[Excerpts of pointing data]
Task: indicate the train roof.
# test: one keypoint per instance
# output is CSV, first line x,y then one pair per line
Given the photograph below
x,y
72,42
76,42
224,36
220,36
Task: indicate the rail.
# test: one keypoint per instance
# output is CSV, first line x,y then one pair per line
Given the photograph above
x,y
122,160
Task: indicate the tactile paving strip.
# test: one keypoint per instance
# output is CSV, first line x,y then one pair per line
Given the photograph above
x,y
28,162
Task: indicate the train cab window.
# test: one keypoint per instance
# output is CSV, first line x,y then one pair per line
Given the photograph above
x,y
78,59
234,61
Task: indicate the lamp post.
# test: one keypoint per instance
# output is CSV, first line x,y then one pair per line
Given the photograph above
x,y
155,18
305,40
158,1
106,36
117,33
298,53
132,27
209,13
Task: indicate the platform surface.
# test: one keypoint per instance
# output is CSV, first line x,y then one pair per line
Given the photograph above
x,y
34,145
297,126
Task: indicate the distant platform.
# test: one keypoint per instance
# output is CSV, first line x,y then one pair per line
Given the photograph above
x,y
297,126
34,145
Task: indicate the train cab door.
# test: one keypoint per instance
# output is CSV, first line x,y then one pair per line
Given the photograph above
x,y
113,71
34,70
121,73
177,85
--
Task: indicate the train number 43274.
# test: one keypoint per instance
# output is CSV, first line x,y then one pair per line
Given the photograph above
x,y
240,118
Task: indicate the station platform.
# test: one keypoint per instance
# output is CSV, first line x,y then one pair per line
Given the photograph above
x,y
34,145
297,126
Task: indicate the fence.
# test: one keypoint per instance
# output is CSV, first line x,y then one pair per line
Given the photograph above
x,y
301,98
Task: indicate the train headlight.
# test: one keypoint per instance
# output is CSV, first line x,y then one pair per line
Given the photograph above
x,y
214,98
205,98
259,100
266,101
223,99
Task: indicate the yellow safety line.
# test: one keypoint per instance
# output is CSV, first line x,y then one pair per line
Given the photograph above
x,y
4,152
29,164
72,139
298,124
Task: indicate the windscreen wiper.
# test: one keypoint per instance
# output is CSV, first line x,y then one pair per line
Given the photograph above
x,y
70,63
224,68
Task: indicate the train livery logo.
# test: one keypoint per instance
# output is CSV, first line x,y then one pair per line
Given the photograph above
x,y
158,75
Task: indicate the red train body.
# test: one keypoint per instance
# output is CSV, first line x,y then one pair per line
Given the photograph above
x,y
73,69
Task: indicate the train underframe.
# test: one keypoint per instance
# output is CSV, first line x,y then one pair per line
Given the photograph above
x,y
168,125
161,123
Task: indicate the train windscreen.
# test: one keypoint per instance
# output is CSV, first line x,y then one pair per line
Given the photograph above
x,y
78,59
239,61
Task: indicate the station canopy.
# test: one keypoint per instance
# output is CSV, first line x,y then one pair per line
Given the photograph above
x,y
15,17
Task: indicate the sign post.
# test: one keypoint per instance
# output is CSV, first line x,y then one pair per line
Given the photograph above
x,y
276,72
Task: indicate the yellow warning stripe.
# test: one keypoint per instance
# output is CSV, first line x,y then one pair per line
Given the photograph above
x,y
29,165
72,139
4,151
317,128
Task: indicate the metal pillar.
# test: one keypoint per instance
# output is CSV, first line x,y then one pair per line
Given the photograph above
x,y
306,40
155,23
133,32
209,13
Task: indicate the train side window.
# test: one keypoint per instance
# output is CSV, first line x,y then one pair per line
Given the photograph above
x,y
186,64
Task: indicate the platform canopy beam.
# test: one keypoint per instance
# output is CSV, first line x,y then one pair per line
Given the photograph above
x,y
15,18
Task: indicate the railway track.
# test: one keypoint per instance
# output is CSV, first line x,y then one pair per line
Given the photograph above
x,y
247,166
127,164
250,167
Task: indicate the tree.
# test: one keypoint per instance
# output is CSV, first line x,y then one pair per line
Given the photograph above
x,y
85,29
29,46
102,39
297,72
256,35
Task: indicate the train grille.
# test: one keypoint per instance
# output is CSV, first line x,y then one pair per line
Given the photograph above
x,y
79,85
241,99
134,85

◆ GOAL OF THE EXERCISE ◆
Pull out each of the lines above that contains the string "platform".

◆ FINAL RESULT ◆
Task: indicate the platform surface.
Task: indicate the distant platform.
Task: indicate the station platform.
Task: indicate the platform canopy beam.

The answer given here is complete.